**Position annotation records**
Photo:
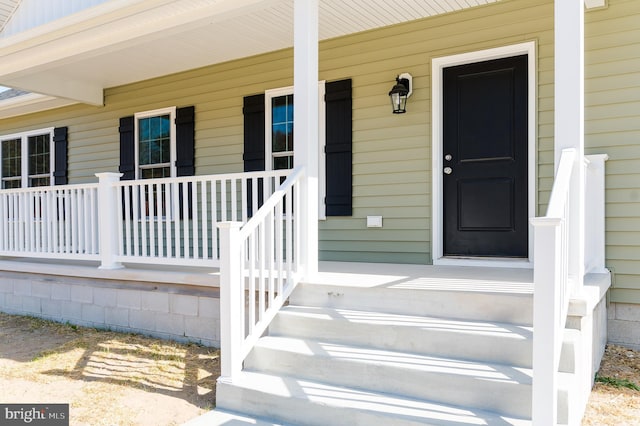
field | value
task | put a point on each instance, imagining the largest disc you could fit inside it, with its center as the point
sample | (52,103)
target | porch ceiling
(123,41)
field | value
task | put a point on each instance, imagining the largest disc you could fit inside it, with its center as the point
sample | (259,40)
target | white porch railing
(552,288)
(50,222)
(259,269)
(173,220)
(168,221)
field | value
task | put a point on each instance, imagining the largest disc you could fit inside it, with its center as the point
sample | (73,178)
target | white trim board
(437,66)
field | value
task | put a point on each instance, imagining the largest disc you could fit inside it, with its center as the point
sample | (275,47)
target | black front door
(485,142)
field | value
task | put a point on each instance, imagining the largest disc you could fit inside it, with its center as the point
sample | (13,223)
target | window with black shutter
(269,145)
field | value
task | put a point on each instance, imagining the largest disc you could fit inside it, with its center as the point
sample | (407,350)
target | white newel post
(108,216)
(231,301)
(547,253)
(305,92)
(595,214)
(569,119)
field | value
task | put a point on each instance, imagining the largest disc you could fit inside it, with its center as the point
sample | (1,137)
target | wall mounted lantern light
(400,92)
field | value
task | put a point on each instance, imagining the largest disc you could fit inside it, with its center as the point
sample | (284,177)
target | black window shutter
(127,148)
(185,151)
(338,148)
(254,154)
(253,111)
(60,156)
(185,141)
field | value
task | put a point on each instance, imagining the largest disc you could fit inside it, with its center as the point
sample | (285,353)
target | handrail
(551,292)
(259,269)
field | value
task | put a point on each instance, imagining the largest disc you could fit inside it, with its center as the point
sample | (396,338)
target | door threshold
(489,262)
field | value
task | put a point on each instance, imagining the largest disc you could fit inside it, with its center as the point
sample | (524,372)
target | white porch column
(305,131)
(569,117)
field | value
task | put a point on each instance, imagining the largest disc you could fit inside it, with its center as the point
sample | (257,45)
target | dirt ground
(124,379)
(107,378)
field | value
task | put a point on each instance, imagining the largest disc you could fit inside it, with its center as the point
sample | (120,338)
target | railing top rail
(50,188)
(561,184)
(202,178)
(269,204)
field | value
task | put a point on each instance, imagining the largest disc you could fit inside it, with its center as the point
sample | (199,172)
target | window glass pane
(11,160)
(39,181)
(39,155)
(11,183)
(282,124)
(154,138)
(156,172)
(280,163)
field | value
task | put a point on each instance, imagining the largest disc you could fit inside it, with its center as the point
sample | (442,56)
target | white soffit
(123,41)
(7,8)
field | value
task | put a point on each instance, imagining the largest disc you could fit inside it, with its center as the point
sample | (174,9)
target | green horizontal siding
(612,114)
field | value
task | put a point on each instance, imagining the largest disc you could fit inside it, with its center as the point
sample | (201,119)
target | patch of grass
(617,383)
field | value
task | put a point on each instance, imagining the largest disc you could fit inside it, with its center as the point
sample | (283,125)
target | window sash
(32,159)
(270,155)
(157,130)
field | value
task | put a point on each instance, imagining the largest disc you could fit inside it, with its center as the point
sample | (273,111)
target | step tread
(480,327)
(425,412)
(403,360)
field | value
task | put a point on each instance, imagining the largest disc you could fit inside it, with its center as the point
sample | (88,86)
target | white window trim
(172,153)
(24,153)
(322,183)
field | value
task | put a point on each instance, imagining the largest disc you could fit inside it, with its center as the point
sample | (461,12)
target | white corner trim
(437,67)
(591,4)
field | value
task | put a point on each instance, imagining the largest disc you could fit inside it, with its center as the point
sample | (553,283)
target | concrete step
(461,339)
(443,380)
(313,403)
(505,307)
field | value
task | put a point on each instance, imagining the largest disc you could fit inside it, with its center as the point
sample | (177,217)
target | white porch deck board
(348,274)
(426,277)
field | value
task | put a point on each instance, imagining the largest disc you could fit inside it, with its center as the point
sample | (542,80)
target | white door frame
(437,66)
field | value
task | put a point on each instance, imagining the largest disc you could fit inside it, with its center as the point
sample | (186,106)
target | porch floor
(426,277)
(349,274)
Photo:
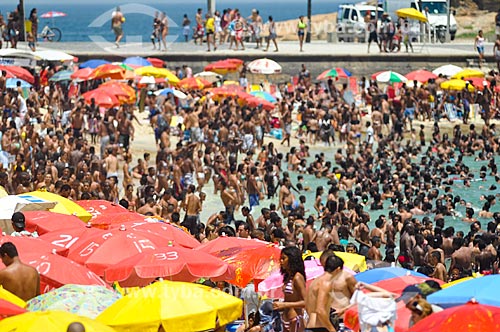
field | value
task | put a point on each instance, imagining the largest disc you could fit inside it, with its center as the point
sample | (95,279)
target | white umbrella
(209,76)
(264,66)
(447,70)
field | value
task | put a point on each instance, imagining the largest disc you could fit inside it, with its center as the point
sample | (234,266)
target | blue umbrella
(371,276)
(264,95)
(484,290)
(63,75)
(94,63)
(137,61)
(12,83)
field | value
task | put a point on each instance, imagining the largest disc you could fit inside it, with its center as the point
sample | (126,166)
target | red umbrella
(169,232)
(56,271)
(254,264)
(26,245)
(173,263)
(19,72)
(8,309)
(420,75)
(470,317)
(398,284)
(45,221)
(158,63)
(101,98)
(225,246)
(82,74)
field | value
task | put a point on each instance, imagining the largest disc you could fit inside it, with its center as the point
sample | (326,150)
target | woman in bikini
(294,289)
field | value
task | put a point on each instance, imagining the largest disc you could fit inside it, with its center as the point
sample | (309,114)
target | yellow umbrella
(177,306)
(355,262)
(158,73)
(64,205)
(468,73)
(8,296)
(53,321)
(457,85)
(412,14)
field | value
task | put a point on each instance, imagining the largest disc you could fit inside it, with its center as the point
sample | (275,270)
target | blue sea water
(91,19)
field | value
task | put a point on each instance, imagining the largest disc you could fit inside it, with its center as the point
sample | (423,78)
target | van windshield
(435,7)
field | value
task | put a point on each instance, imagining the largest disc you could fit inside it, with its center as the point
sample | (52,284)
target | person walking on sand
(301,31)
(117,20)
(271,25)
(479,45)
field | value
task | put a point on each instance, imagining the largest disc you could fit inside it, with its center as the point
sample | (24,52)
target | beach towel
(374,310)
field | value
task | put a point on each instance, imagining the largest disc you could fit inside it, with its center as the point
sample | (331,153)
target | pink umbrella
(272,285)
(52,14)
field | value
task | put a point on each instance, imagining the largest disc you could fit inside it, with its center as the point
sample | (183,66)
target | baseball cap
(19,220)
(408,293)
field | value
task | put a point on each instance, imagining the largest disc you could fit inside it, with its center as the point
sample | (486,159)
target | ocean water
(88,21)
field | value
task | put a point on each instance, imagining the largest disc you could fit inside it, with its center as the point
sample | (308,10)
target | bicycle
(50,34)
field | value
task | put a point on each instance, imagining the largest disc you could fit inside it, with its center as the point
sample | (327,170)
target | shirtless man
(192,205)
(321,296)
(18,278)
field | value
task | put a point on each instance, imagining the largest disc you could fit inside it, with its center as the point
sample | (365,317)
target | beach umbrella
(111,71)
(470,317)
(447,70)
(172,263)
(176,306)
(272,286)
(169,232)
(412,14)
(225,246)
(63,75)
(82,74)
(420,75)
(264,66)
(371,276)
(64,205)
(334,73)
(457,85)
(468,73)
(82,300)
(264,95)
(19,72)
(46,221)
(101,98)
(485,290)
(53,321)
(209,76)
(157,73)
(53,14)
(155,62)
(175,92)
(254,264)
(56,271)
(137,61)
(9,297)
(12,83)
(398,284)
(8,309)
(355,262)
(194,83)
(26,245)
(389,76)
(94,63)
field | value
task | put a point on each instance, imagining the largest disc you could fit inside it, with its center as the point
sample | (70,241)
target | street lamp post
(309,14)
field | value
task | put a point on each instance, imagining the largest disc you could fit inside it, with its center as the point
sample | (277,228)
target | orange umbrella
(82,74)
(194,83)
(109,71)
(101,98)
(469,317)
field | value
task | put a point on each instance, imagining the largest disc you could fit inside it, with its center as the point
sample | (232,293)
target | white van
(351,21)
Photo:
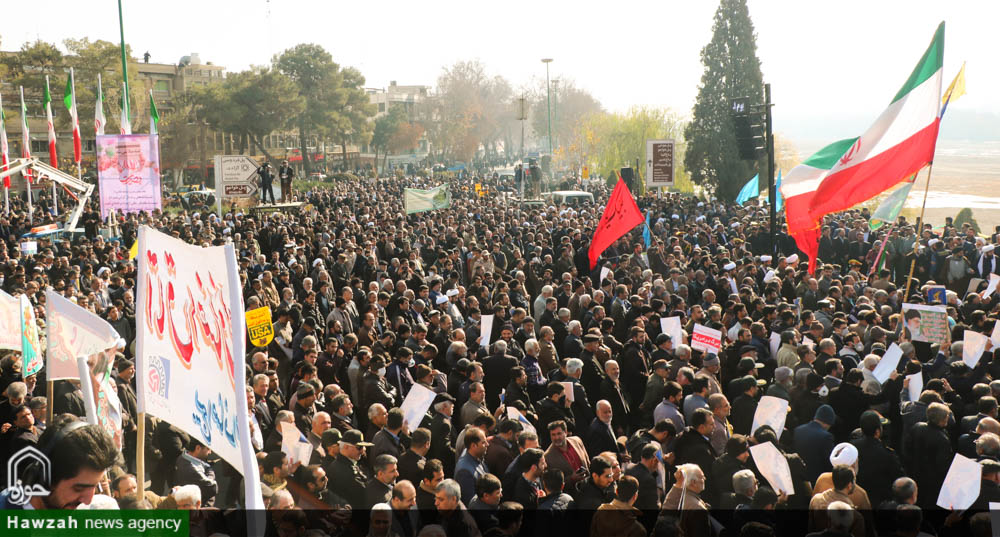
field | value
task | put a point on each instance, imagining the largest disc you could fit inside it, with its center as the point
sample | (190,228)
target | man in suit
(285,174)
(814,442)
(566,453)
(600,437)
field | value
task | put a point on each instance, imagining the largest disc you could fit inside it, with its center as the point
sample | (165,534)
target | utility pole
(771,192)
(548,93)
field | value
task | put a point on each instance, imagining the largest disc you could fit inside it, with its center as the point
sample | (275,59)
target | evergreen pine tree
(731,70)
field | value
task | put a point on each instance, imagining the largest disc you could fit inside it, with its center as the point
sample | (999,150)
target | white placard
(672,327)
(772,411)
(915,386)
(992,286)
(706,339)
(961,486)
(417,401)
(973,346)
(485,331)
(888,363)
(568,391)
(774,467)
(514,414)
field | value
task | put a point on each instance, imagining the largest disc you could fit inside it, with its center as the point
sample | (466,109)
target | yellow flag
(957,87)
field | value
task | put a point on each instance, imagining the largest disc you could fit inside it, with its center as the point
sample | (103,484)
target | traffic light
(748,126)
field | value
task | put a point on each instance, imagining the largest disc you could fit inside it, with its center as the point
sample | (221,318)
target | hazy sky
(840,62)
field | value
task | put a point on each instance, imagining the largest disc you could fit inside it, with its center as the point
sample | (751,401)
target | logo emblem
(158,376)
(17,492)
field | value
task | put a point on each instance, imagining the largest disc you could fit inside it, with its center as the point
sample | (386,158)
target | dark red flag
(620,216)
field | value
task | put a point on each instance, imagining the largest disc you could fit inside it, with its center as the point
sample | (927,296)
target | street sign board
(235,177)
(659,163)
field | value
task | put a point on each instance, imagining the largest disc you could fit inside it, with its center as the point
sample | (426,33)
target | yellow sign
(259,326)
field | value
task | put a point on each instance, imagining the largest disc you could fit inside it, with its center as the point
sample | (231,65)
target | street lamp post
(548,93)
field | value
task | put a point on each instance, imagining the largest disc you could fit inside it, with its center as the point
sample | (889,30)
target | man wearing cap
(878,466)
(813,442)
(348,479)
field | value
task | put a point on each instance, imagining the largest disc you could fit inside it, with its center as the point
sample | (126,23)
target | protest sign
(774,467)
(992,286)
(961,486)
(485,331)
(671,326)
(10,322)
(128,173)
(973,346)
(259,326)
(926,323)
(72,332)
(706,339)
(775,344)
(31,347)
(915,385)
(417,401)
(191,348)
(888,363)
(937,293)
(771,411)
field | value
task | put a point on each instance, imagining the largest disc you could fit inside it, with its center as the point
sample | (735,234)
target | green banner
(96,523)
(418,201)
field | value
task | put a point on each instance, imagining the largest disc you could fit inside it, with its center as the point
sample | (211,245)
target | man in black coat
(693,445)
(878,466)
(645,473)
(928,453)
(554,408)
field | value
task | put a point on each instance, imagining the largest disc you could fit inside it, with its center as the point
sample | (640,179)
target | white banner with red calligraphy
(72,332)
(190,347)
(10,322)
(706,339)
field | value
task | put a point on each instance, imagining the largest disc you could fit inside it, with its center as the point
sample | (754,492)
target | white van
(573,198)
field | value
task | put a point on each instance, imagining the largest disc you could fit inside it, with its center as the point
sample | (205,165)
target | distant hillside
(958,125)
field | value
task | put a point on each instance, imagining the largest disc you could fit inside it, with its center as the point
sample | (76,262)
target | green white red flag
(900,143)
(47,101)
(99,120)
(69,99)
(4,147)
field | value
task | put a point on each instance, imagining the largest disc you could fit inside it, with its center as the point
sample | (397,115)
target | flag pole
(916,240)
(140,455)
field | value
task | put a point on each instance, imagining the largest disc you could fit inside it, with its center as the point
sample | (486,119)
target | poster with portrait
(128,173)
(926,323)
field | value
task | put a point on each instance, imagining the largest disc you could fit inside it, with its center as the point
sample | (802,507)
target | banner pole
(916,239)
(50,391)
(140,456)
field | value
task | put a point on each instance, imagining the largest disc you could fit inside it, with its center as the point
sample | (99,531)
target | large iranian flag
(847,172)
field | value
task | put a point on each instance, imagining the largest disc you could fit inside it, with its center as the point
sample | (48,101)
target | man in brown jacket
(619,518)
(567,453)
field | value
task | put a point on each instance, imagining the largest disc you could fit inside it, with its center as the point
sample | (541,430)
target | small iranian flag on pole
(99,119)
(47,101)
(125,122)
(70,101)
(154,116)
(4,148)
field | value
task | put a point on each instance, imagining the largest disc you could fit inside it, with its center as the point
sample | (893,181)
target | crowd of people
(580,416)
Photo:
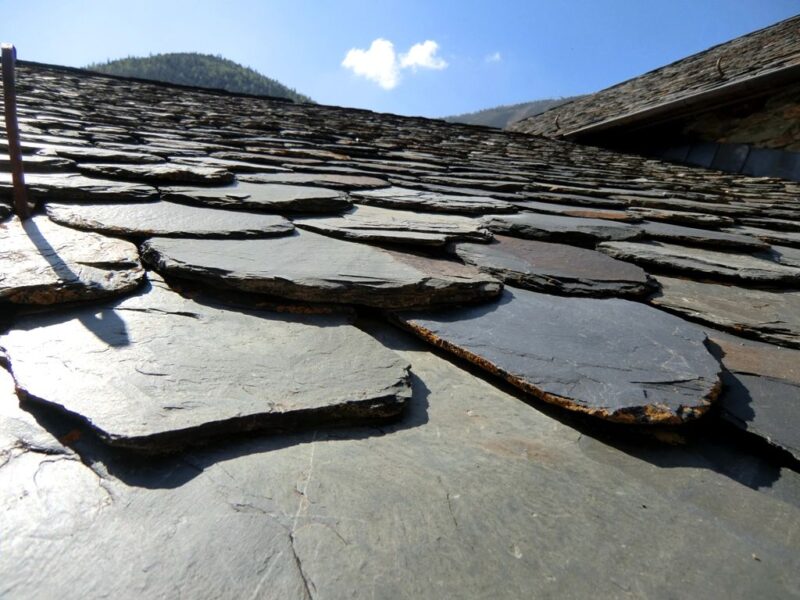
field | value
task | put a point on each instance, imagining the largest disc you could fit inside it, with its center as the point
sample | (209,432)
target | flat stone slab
(217,371)
(77,188)
(375,224)
(772,317)
(330,180)
(160,173)
(315,268)
(680,217)
(555,268)
(694,236)
(265,197)
(427,201)
(743,268)
(45,263)
(557,228)
(573,352)
(167,219)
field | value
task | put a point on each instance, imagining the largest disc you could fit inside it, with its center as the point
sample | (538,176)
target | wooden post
(12,132)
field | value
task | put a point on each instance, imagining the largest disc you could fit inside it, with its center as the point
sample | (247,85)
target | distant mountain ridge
(503,116)
(200,70)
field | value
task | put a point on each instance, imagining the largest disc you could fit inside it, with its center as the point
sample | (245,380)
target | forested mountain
(502,116)
(202,70)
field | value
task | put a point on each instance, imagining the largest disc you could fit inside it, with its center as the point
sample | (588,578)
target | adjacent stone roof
(253,348)
(721,70)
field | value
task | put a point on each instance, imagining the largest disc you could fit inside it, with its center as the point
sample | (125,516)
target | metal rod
(12,132)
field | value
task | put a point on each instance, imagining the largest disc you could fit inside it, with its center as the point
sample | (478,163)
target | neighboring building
(734,107)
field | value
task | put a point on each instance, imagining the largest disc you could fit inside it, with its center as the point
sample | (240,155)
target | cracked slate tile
(769,316)
(315,268)
(45,263)
(726,266)
(555,268)
(266,197)
(138,370)
(572,352)
(371,223)
(167,219)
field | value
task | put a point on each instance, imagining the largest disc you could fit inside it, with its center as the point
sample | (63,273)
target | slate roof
(298,351)
(734,69)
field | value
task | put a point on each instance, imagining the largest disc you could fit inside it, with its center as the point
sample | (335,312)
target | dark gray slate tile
(742,268)
(45,263)
(773,317)
(216,372)
(572,352)
(371,223)
(315,268)
(694,236)
(160,173)
(556,228)
(261,197)
(427,201)
(77,188)
(555,268)
(329,180)
(317,515)
(166,219)
(681,217)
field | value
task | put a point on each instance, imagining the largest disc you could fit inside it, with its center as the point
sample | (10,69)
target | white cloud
(495,57)
(378,64)
(423,56)
(381,64)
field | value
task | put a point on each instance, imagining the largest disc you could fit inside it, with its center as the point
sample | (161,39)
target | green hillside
(202,70)
(503,116)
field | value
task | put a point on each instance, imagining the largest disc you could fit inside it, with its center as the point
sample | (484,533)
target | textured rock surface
(573,353)
(168,219)
(301,516)
(77,188)
(261,197)
(769,316)
(371,223)
(556,228)
(315,268)
(218,371)
(426,201)
(45,263)
(330,180)
(555,268)
(743,268)
(694,236)
(160,173)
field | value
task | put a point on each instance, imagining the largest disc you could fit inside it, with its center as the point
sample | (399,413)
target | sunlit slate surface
(278,485)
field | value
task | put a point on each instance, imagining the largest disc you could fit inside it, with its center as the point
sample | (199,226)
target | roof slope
(257,348)
(760,54)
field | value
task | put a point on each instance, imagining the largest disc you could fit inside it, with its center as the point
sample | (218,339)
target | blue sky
(432,58)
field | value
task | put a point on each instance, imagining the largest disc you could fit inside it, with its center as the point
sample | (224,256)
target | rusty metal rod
(12,132)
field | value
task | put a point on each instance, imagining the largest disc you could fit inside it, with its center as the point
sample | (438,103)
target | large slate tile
(693,236)
(267,197)
(558,228)
(572,352)
(315,268)
(428,201)
(160,173)
(371,223)
(69,187)
(329,180)
(167,219)
(555,268)
(45,263)
(769,316)
(157,371)
(741,268)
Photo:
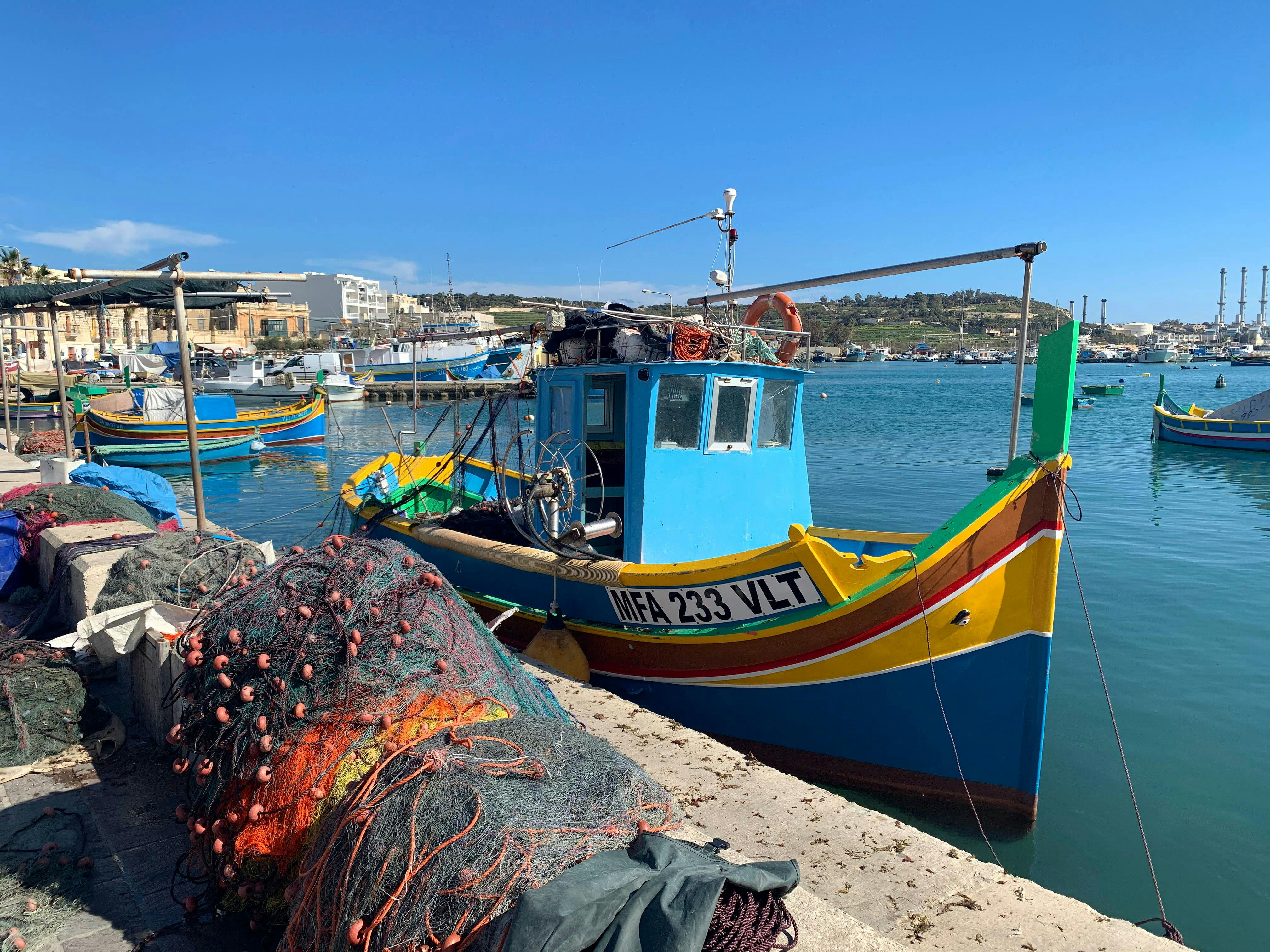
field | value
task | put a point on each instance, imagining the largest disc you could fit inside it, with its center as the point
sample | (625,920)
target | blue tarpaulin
(150,490)
(11,552)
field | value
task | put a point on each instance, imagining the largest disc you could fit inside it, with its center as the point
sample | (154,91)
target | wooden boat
(1078,402)
(722,606)
(177,452)
(304,422)
(1244,424)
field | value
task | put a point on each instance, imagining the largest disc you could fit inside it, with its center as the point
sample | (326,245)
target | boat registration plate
(726,602)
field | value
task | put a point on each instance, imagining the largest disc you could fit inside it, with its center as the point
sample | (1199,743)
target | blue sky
(523,139)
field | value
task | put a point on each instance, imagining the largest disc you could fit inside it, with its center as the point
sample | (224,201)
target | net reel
(554,508)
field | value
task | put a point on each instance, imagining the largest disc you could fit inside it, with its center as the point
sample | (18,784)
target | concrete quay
(870,883)
(905,887)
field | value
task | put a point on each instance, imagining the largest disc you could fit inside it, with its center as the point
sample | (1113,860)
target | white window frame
(714,446)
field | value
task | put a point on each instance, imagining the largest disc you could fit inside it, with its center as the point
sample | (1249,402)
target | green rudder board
(1056,384)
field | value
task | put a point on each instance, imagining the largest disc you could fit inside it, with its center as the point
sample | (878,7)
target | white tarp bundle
(143,364)
(164,405)
(1254,408)
(117,632)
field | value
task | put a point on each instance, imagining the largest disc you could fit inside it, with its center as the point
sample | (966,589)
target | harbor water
(1170,550)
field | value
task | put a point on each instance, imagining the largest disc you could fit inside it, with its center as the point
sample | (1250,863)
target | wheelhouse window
(562,411)
(679,412)
(776,413)
(732,416)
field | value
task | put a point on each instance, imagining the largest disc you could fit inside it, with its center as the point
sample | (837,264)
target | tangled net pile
(182,568)
(368,767)
(44,701)
(44,876)
(54,504)
(444,835)
(301,681)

**Your objective**
Show each line of the material that contains the string "yellow", treating uppercase and lowercase letters as distinct.

**Result for this exercise**
target | yellow umbrella
target | yellow flag
target | yellow sign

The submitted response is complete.